── PROVIDED ENTRIES ──

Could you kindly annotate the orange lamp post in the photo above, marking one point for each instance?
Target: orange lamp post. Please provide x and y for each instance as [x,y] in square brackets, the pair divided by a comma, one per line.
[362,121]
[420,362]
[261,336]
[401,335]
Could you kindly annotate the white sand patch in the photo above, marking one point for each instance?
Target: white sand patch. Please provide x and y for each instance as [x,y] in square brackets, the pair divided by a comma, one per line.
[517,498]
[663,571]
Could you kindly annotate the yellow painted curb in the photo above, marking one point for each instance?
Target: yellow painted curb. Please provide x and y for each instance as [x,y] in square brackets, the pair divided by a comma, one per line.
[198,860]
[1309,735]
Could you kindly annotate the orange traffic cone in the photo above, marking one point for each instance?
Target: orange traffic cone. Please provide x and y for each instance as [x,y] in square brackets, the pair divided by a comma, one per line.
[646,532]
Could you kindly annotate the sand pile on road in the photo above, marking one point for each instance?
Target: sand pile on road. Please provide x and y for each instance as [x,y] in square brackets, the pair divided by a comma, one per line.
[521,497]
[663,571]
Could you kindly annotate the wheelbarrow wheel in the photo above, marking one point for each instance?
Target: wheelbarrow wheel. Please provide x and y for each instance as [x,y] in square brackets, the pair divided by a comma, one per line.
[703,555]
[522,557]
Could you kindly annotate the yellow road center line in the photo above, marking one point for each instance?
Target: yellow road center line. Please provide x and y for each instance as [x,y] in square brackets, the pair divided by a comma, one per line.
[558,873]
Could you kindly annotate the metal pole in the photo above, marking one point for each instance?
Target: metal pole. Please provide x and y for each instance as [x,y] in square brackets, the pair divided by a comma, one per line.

───
── PROVIDED ENTRIES ──

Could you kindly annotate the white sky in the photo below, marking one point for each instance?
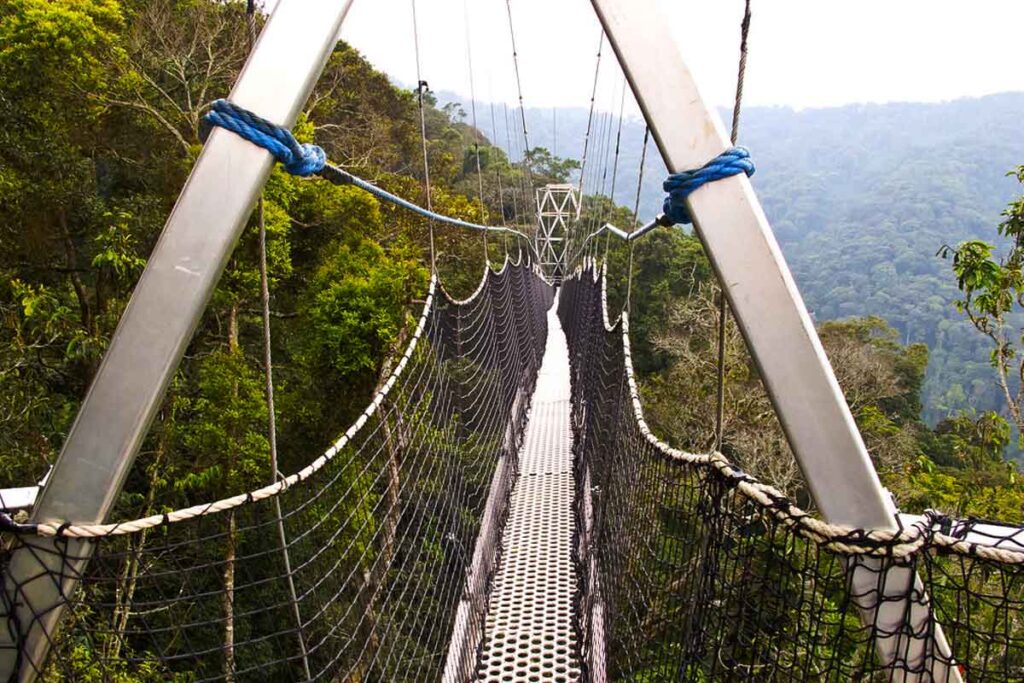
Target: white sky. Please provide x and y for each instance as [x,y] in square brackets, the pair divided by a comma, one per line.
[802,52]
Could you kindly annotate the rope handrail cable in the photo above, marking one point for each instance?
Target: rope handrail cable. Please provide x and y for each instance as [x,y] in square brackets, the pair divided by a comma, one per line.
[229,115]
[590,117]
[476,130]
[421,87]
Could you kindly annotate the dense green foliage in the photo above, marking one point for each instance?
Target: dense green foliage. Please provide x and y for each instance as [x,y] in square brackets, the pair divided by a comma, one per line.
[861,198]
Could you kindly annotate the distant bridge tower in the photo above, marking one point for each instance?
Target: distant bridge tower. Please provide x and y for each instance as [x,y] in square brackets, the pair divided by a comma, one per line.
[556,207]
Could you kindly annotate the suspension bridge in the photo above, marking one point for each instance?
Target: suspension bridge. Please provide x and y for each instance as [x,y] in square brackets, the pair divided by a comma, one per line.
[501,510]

───

* SET PROBLEM:
Select each line above that contains the word "cable", and copy those lines in full.

* EXERCISE RESULT:
Could you kindly annotate the rope handrail cable in the photo above, marking one point for each instance?
Target: rope handrail cable. Please provide x and y for each instance as [x,y] in square brackets, the pair divided by a comma, one per line.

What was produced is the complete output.